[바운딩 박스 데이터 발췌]
# # # #

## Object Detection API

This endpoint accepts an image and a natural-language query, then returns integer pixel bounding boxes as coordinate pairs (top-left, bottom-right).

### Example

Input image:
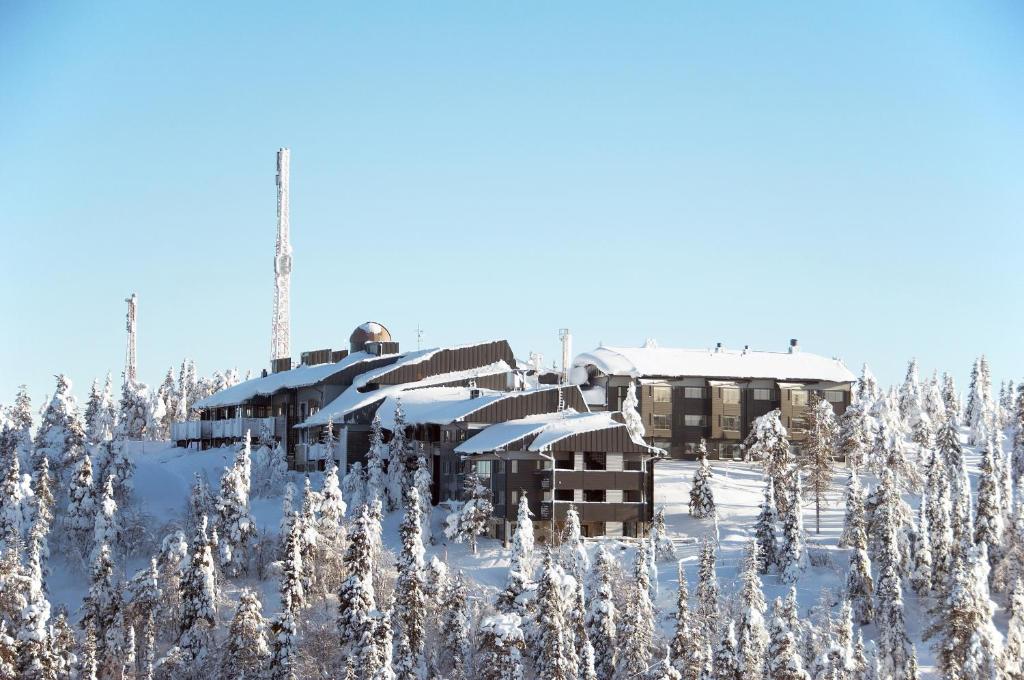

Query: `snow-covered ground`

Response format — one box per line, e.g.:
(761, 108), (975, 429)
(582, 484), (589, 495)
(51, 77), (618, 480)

(48, 432), (1007, 677)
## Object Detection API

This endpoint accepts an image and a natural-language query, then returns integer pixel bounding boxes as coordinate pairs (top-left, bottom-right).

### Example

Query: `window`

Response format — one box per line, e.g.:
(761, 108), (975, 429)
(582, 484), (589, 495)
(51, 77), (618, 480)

(683, 387), (703, 399)
(650, 413), (672, 430)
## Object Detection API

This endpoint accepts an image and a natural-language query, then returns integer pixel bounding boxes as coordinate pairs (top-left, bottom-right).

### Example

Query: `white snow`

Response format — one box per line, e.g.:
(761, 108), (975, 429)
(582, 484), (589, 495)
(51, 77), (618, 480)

(571, 346), (855, 382)
(194, 352), (393, 409)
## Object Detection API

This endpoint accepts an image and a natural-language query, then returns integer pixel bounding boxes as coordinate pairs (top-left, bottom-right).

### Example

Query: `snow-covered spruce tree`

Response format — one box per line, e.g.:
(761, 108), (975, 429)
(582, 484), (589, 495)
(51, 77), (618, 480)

(387, 399), (412, 511)
(215, 430), (256, 576)
(476, 613), (528, 680)
(36, 374), (85, 479)
(974, 442), (1004, 564)
(438, 571), (471, 680)
(754, 475), (778, 573)
(587, 545), (618, 678)
(925, 544), (1001, 680)
(836, 402), (870, 468)
(622, 380), (644, 441)
(765, 599), (811, 680)
(92, 475), (121, 561)
(620, 545), (654, 677)
(838, 468), (865, 548)
(338, 506), (377, 653)
(778, 472), (807, 584)
(366, 416), (388, 504)
(14, 522), (58, 680)
(1002, 579), (1024, 680)
(444, 469), (494, 555)
(798, 394), (837, 534)
(178, 516), (217, 666)
(690, 439), (715, 519)
(498, 492), (534, 614)
(394, 486), (427, 665)
(650, 508), (676, 561)
(712, 621), (744, 680)
(219, 590), (270, 680)
(81, 545), (122, 666)
(696, 538), (719, 643)
(743, 409), (794, 514)
(910, 492), (935, 596)
(736, 539), (768, 680)
(341, 463), (367, 512)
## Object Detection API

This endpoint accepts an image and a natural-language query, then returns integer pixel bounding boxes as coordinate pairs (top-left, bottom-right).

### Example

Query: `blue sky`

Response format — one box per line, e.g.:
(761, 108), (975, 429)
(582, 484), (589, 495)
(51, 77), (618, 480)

(0, 0), (1024, 409)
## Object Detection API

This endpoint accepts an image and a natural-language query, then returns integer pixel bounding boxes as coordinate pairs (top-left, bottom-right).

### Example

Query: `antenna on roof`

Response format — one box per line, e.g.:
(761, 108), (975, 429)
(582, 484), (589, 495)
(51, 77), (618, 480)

(558, 328), (572, 385)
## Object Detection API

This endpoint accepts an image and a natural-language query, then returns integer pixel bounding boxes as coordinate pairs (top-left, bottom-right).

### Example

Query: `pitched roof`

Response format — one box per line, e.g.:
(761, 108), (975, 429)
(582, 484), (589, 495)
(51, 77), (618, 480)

(572, 347), (855, 382)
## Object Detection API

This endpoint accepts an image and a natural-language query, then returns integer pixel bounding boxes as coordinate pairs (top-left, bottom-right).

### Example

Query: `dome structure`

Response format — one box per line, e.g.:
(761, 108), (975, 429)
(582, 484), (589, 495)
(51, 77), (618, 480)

(348, 322), (391, 352)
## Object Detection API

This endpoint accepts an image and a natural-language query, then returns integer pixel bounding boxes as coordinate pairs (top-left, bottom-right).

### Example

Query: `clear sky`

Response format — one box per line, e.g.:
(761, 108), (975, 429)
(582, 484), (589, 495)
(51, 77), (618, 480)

(0, 0), (1024, 409)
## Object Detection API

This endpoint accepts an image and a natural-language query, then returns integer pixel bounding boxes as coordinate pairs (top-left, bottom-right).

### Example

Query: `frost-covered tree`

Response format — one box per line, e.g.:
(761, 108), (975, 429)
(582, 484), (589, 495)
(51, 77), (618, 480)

(765, 599), (811, 680)
(476, 613), (528, 680)
(215, 430), (256, 576)
(743, 409), (794, 514)
(690, 439), (715, 519)
(36, 374), (85, 478)
(974, 443), (1004, 563)
(712, 621), (743, 680)
(178, 516), (217, 664)
(219, 590), (270, 680)
(926, 544), (1002, 680)
(394, 487), (427, 664)
(498, 492), (534, 614)
(836, 401), (871, 468)
(587, 545), (618, 678)
(650, 508), (676, 561)
(444, 469), (494, 555)
(696, 539), (719, 643)
(910, 496), (935, 596)
(366, 416), (388, 503)
(799, 394), (837, 534)
(754, 475), (778, 573)
(622, 380), (644, 441)
(620, 546), (654, 677)
(839, 468), (864, 548)
(536, 551), (577, 680)
(778, 472), (807, 584)
(736, 539), (768, 680)
(338, 506), (377, 651)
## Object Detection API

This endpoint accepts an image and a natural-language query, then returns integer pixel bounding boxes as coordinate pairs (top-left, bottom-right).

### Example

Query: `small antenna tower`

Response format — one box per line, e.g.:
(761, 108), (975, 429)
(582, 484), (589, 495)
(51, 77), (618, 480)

(558, 328), (572, 385)
(124, 293), (138, 385)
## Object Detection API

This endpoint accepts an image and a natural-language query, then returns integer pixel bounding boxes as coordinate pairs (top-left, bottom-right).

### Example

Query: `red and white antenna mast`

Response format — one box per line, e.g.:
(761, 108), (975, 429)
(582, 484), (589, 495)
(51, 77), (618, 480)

(124, 293), (138, 385)
(270, 148), (292, 359)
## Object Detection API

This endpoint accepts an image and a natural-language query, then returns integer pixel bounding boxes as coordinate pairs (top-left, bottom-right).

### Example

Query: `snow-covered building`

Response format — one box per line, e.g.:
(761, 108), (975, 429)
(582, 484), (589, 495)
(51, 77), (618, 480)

(570, 340), (855, 458)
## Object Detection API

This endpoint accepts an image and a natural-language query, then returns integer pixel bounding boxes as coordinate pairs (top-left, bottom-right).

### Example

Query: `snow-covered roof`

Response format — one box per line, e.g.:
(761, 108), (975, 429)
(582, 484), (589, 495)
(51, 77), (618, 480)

(296, 358), (512, 427)
(377, 385), (559, 430)
(455, 409), (659, 455)
(196, 352), (393, 409)
(572, 346), (855, 382)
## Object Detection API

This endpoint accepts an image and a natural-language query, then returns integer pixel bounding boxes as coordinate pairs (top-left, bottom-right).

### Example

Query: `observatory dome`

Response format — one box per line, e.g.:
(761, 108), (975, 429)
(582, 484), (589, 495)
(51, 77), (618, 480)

(348, 322), (391, 352)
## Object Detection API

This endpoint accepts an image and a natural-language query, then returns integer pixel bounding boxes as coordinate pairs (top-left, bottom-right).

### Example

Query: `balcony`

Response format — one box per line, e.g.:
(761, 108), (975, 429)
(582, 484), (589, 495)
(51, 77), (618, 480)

(541, 501), (647, 522)
(536, 470), (643, 492)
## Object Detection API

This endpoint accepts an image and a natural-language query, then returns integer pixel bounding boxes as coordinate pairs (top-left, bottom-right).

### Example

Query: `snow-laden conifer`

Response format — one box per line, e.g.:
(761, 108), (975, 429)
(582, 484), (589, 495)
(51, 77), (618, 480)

(587, 545), (618, 678)
(754, 475), (778, 573)
(690, 439), (715, 519)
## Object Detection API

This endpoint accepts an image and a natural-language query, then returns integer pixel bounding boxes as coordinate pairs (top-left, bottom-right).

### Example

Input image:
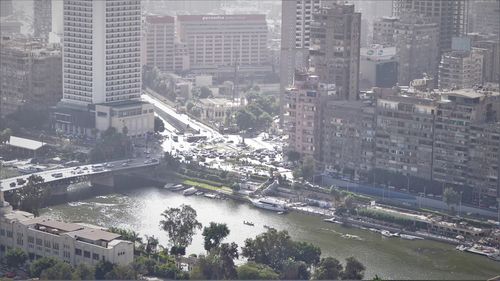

# # # #

위 바운딩 박스 데이터 발췌의 모든 행을 빈 줄은 빼고 번호 매긴 목록으로 정리하고, 그림은 답에 넣지 마세요.

1. ## Object Detection API
2. This endpoint accepts an image and a natural-language query, then returns integer pixel bounding boxes as coordinate pairs (top-left, bottom-right).
3. ### Example
4. Input image:
5. Query: `snow-covered ground`
6. Response format — one box per line, e.g.:
7. (761, 108), (975, 429)
8. (582, 484), (589, 495)
9. (51, 77), (618, 480)
10. (48, 432), (1007, 677)
11. ## Object Detection API
12. This endpoint accepts an image and a natural-language query, then returns integer pixel bounding boxes as coordinate pairs (top-left, bottom-right).
13. ### Example
14. Query: `window`
15. Response format — one box per line, e.g.:
16. (761, 108), (975, 429)
17. (582, 484), (589, 495)
18. (51, 77), (618, 480)
19. (683, 387), (703, 399)
20. (650, 413), (672, 430)
21. ## Object Detection API
22. This endpoint accepts an image and a natural-language query, then returns integer pixel bounding boxes as coordinate pairs (top-left, bottom-right).
23. ### Example
24. Query: `white snow`
25. Response format — one box per line, e.g.:
26. (761, 108), (975, 429)
27. (582, 484), (589, 495)
28. (51, 77), (618, 480)
29. (571, 346), (855, 382)
30. (194, 352), (393, 409)
31. ## Object Detection API
32. This endpoint accepts an image and a natural-language query, then returns integer pixel bounding boxes as coordinate pairs (top-left, bottom-right).
33. ### Example
34. Query: `snow-covered spruce tree`
35. Response format — one box per line, e.g.:
36. (761, 108), (975, 429)
37. (582, 484), (589, 495)
38. (51, 77), (618, 480)
39. (387, 399), (412, 511)
40. (215, 430), (256, 576)
41. (476, 613), (528, 680)
42. (36, 374), (85, 479)
43. (974, 442), (1004, 564)
44. (438, 571), (471, 680)
45. (754, 475), (778, 573)
46. (587, 545), (618, 678)
47. (925, 544), (1001, 680)
48. (836, 402), (870, 468)
49. (622, 380), (644, 441)
50. (765, 599), (811, 680)
51. (92, 475), (121, 561)
52. (620, 545), (654, 677)
53. (838, 468), (865, 548)
54. (338, 506), (377, 653)
55. (778, 472), (807, 584)
56. (366, 416), (388, 504)
57. (14, 522), (58, 680)
58. (1002, 579), (1024, 680)
59. (444, 469), (494, 555)
60. (798, 394), (837, 534)
61. (178, 516), (217, 666)
62. (690, 439), (715, 519)
63. (498, 492), (534, 614)
64. (394, 486), (427, 665)
65. (650, 508), (676, 561)
66. (712, 621), (744, 680)
67. (219, 590), (270, 680)
68. (81, 545), (122, 666)
69. (696, 538), (719, 643)
70. (743, 409), (794, 514)
71. (910, 492), (935, 596)
72. (736, 539), (768, 680)
73. (341, 463), (367, 512)
74. ## Object Detection API
75. This endpoint accepts an image and a natural-language query, then returns integer pixel bounding boxes as coordinate pairs (top-left, bottom-right).
76. ### Example
77. Query: `blue sky`
78. Response format — one box per line, e.g.:
79. (761, 108), (975, 429)
80. (582, 484), (589, 495)
81. (51, 77), (618, 480)
82. (0, 0), (1024, 409)
83. ## Object Detection API
84. This endpoint accepts an image and a natural-language query, then returns integer pixel bounding boxes as coordinate pairs (top-left, bottom-right).
85. ### Example
86. Query: `antenna on roof`
87. Response format — one box per line, e.g.:
88. (761, 108), (975, 429)
89. (582, 484), (589, 495)
90. (51, 77), (618, 480)
91. (558, 328), (572, 385)
92. ## Object Detection API
93. This endpoint accepts an image and a natural-language query, then returns integer pixel bounding boxes as coordinate pairs (top-left, bottom-right).
94. ### Example
95. Query: `pitched roof`
96. Response format — one box per line, e.g.:
97. (761, 108), (975, 429)
98. (582, 484), (589, 495)
99. (51, 77), (618, 480)
100. (572, 347), (855, 382)
101. ## Object Detection API
102. This endpoint accepts an image and a natural-language query, then returns integer pixel bounding boxes as coordinate pairs (top-left, bottom-right).
103. ### Example
104. Query: `dome structure`
105. Response format — one box per line, e.g.:
106. (761, 108), (975, 429)
107. (582, 484), (589, 495)
108. (51, 77), (618, 480)
109. (348, 322), (391, 352)
110. ## Object Detection API
111. This endpoint accepts an image and a natural-language query, then returns integer pixel bounding boxes as coordinate pairs (top-left, bottom-right).
112. ### Example
113. Query: `clear sky`
114. Response format — one box per line, e.g.:
115. (761, 108), (975, 429)
116. (582, 484), (589, 495)
117. (51, 77), (618, 480)
118. (0, 0), (1024, 409)
119. ## Object Detection API
120. This endpoint accepts an image and a natural-language query, then returns integer pixel bounding boxes as coordinate pairs (top-left, bottom-right).
121. ### Example
122. Query: `frost-covered tree`
123. Response format — one box per line, e.g.:
124. (761, 108), (975, 429)
125. (582, 484), (589, 495)
126. (51, 77), (618, 480)
127. (765, 599), (811, 680)
128. (476, 613), (528, 680)
129. (215, 430), (256, 576)
130. (743, 409), (794, 514)
131. (690, 439), (715, 519)
132. (36, 374), (85, 478)
133. (974, 443), (1004, 563)
134. (712, 621), (743, 680)
135. (178, 516), (217, 664)
136. (219, 590), (270, 680)
137. (926, 544), (1002, 680)
138. (394, 487), (427, 664)
139. (498, 492), (534, 614)
140. (836, 401), (871, 468)
141. (587, 545), (618, 678)
142. (650, 508), (676, 561)
143. (444, 469), (494, 555)
144. (696, 539), (719, 643)
145. (910, 496), (935, 596)
146. (366, 416), (388, 503)
147. (799, 394), (837, 534)
148. (754, 475), (778, 573)
149. (622, 380), (644, 441)
150. (620, 546), (654, 677)
151. (839, 468), (864, 548)
152. (536, 551), (577, 680)
153. (778, 472), (807, 584)
154. (736, 539), (768, 680)
155. (338, 506), (377, 651)
156. ## Object Detection API
157. This endpoint accepts an image and a natural-language query, then returns integer pixel bounding boxes as coordinate pairs (top-left, bottom-right).
158. ### Example
159. Query: `small antenna tower`
160. Response format — one box per line, e.g.:
161. (761, 108), (975, 429)
162. (582, 484), (589, 495)
163. (51, 77), (618, 480)
164. (558, 328), (572, 385)
165. (124, 293), (138, 385)
166. ## Object Detection API
167. This endpoint accepts an image and a natural-language query, then returns integer pixel bounding boxes as coordinate pairs (top-left, bottom-right).
168. ### Example
169. Query: `red and white antenna mast`
170. Response format — one box per line, e.g.:
171. (761, 108), (975, 429)
172. (582, 484), (589, 495)
173. (51, 77), (618, 480)
174. (124, 293), (138, 385)
175. (270, 148), (292, 359)
176. ## Object Detection API
177. This endpoint accepts an image and a natural-language query, then returns integer pixel bounding boxes as coordinate pairs (top-left, bottom-right).
178. ### Example
179. Query: `snow-covered building`
180. Response format — one box per line, e.g.:
181. (761, 108), (975, 429)
182. (582, 484), (589, 495)
183. (51, 77), (618, 480)
184. (570, 340), (855, 458)
185. ## Object Detection API
186. This endpoint accepts an image and a natural-language query, then returns integer pixel bounding boxes as coordinate pairs (top-left, bottom-right).
187. ### Example
188. Query: `snow-covered roof`
189. Response format — one box per line, e.g.:
190. (761, 108), (975, 429)
191. (582, 484), (589, 495)
192. (51, 77), (618, 480)
193. (296, 358), (512, 427)
194. (377, 385), (559, 430)
195. (455, 409), (659, 455)
196. (196, 352), (393, 409)
197. (572, 346), (855, 382)
198. ## Object Detection API
199. This endpoint accepts an image and a natural-language query, then returns integer pixel bounding boxes as coordinate pairs (top-left, bottom-right).
200. ### Example
201. Query: `observatory dome`
202. Response format — one box per line, e.g.:
203. (761, 108), (975, 429)
204. (582, 484), (589, 495)
205. (51, 77), (618, 480)
206. (348, 322), (391, 352)
207. ## Object Detection API
208. This endpoint accepts an image and a natural-language query, then returns integer pixel bounding boxes as coordinate pairs (top-left, bottom-right).
209. ### Example
210. Query: `balcony`
211. Response format — one box per line, e.g.:
212. (761, 108), (975, 429)
213. (582, 484), (589, 495)
214. (51, 77), (618, 480)
215. (541, 501), (647, 522)
216. (536, 470), (643, 492)
217. ## Object Detection API
218. This endpoint accepts an image and a natural-language query, then returns integer pixel bounding boxes as coordinate pairs (top-left, bottom-right).
219. ### Example
220. Query: `snow-laden conifer`
221. Response format — one box per line, e.g.:
222. (761, 108), (975, 429)
223. (582, 484), (589, 495)
224. (51, 77), (618, 480)
225. (587, 545), (618, 678)
226. (754, 475), (778, 573)
227. (690, 439), (715, 519)
228. ## Object Detection API
229. This endpoint accepts an image and a natural-language query, then returns integer pixel bounding boxes as coordinate pairs (top-left, bottom-right).
230. ### Example
231. Input image:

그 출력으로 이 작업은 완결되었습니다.